Source data:
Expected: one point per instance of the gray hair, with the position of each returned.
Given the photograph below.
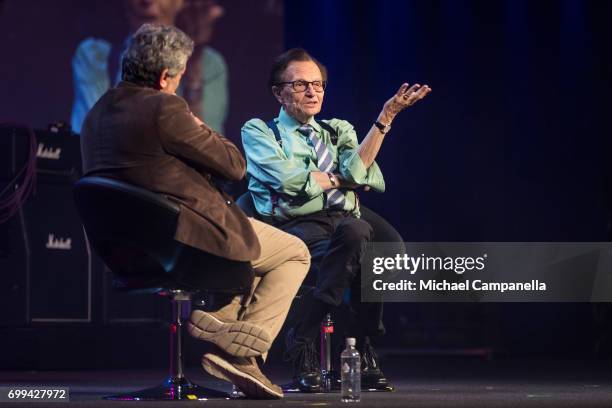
(152, 49)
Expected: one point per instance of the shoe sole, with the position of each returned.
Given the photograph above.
(240, 339)
(249, 385)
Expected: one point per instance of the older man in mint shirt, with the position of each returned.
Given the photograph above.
(303, 174)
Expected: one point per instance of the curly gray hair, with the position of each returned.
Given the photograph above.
(152, 49)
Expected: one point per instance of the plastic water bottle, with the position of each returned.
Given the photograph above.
(350, 367)
(327, 329)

Instructions to follow: Across the listing above, find all lines where the word "hair" is present and copy them.

Your response:
Expected: one point per instance of the gray hair, with the position of each returned.
Expected: one point per instance of the curly gray hair, with the position of each returned.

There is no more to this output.